# [WHAT IS NEEDED]
Pick out and copy each line below that contains the string "pole". Case counts.

━━ PROVIDED RECORDS ━━

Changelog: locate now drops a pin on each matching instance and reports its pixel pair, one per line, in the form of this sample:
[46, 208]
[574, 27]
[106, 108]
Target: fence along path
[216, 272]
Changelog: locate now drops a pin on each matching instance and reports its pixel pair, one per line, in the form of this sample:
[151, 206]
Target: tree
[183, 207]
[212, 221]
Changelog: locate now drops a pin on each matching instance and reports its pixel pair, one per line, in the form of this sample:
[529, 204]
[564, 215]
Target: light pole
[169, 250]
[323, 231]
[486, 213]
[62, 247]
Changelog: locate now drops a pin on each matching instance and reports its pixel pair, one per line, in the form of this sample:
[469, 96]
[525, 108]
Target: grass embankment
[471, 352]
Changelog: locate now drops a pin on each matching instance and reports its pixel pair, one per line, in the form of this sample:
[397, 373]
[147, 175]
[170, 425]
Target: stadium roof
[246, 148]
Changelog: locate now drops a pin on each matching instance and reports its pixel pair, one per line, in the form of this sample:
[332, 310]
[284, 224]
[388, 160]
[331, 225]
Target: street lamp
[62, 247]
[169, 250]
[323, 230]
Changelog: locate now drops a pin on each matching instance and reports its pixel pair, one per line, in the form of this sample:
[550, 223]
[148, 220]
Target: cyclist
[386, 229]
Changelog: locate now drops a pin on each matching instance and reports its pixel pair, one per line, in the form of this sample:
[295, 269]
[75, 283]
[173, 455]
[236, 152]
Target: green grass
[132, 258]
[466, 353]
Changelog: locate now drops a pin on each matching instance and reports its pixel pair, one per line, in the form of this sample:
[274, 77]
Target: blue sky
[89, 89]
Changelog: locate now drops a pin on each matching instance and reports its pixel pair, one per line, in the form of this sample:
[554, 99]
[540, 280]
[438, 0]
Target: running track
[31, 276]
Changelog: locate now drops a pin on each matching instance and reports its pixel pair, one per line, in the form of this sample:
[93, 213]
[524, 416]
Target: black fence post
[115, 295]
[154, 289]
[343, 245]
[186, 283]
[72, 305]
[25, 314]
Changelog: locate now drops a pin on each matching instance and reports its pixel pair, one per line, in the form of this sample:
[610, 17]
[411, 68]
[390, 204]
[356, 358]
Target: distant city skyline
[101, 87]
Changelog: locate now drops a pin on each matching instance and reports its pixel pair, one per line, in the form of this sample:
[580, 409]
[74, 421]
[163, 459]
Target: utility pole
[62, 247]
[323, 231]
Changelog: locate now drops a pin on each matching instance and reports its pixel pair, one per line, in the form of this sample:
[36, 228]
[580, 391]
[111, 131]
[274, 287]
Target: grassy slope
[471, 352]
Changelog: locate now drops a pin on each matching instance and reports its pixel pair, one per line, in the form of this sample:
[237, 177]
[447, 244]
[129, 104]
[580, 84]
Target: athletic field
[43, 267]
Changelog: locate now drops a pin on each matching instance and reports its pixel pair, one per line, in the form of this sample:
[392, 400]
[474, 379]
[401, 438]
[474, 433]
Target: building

━━━

# [EXERCISE OUTPUT]
Target: light pole
Target: utility pole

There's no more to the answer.